Top of Raw data
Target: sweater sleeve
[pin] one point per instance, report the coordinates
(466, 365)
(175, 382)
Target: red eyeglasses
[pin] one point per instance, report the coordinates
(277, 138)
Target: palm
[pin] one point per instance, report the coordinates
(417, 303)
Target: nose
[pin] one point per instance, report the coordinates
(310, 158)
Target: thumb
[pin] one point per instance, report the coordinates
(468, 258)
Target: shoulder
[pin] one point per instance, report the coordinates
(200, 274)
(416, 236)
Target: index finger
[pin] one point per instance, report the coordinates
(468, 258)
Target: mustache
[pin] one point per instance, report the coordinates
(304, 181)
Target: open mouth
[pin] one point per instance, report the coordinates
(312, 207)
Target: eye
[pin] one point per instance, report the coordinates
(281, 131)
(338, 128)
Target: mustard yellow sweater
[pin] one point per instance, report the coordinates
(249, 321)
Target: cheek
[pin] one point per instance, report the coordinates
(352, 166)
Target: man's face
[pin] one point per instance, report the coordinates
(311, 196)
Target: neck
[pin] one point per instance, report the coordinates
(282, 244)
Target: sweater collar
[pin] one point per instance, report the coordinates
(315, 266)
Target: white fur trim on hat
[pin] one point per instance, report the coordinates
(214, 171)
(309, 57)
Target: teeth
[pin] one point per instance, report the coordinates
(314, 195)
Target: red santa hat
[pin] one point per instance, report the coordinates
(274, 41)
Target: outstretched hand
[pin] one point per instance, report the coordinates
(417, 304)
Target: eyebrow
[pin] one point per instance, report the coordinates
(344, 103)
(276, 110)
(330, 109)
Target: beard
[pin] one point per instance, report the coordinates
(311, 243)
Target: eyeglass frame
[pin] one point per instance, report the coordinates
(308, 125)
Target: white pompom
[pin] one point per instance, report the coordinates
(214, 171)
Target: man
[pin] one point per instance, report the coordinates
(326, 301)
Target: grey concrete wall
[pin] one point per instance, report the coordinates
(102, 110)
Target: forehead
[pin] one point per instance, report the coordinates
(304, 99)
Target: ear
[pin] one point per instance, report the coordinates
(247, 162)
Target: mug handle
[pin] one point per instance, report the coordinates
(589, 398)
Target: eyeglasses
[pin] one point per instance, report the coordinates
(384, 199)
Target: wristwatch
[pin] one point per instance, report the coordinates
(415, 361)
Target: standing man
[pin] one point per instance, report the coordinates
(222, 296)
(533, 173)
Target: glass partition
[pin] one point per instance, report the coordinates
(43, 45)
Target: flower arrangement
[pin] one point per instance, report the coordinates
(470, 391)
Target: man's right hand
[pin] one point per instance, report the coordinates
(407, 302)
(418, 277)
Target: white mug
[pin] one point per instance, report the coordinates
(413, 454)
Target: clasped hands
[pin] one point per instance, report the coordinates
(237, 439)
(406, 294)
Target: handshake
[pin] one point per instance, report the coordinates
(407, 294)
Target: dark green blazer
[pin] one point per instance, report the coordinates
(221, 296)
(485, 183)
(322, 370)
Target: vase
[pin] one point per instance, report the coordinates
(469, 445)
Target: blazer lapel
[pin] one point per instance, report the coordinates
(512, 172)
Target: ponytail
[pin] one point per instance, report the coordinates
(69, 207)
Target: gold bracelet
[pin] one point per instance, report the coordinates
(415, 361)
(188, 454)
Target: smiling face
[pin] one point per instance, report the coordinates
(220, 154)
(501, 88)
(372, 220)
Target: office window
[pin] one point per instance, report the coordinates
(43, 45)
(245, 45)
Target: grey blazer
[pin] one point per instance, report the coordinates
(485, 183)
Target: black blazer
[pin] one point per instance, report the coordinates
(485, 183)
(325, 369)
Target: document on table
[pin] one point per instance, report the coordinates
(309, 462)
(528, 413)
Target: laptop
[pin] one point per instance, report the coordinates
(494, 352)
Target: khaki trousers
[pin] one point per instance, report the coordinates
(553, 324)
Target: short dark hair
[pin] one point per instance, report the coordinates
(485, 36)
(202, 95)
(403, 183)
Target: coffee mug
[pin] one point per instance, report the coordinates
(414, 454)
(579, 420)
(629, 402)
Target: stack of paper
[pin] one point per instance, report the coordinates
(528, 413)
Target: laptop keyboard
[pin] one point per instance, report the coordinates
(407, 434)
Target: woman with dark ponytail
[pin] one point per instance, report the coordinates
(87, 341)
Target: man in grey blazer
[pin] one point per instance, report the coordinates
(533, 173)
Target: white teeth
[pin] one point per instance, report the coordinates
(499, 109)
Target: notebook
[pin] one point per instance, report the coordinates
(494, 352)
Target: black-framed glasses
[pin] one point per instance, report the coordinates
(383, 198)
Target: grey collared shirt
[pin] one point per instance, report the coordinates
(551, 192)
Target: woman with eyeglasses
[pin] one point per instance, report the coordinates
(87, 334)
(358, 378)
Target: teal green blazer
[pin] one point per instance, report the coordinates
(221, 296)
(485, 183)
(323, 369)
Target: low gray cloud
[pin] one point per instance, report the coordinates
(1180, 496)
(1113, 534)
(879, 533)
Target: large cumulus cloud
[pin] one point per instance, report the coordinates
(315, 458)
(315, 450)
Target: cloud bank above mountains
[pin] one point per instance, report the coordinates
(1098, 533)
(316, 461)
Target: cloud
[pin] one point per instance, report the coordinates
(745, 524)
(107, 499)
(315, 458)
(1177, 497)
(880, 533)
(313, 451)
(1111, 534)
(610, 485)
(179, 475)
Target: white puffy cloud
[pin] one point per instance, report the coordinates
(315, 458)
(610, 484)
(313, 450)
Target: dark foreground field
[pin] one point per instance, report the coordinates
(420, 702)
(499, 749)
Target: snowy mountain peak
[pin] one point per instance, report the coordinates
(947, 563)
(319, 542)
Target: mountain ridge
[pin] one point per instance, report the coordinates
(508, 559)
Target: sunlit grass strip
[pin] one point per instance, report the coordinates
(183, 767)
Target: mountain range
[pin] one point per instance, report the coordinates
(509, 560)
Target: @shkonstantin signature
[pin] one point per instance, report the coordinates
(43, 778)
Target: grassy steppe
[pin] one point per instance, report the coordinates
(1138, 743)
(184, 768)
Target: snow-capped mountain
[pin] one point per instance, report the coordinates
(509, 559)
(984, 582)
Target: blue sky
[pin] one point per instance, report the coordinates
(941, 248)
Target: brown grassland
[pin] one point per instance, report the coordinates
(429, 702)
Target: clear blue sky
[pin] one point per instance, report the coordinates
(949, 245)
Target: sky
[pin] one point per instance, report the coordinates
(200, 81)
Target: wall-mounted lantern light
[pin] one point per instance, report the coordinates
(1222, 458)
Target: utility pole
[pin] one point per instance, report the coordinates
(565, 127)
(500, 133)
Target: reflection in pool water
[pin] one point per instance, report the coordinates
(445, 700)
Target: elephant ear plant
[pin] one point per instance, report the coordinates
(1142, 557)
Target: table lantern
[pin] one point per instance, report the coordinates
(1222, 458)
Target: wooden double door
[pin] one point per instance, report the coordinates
Bottom of Raw data
▶ _Assignment_:
Each line above that includes "lantern" should be shown.

▶ _Response to the task_:
Target: wall-mounted lantern light
Target: table lantern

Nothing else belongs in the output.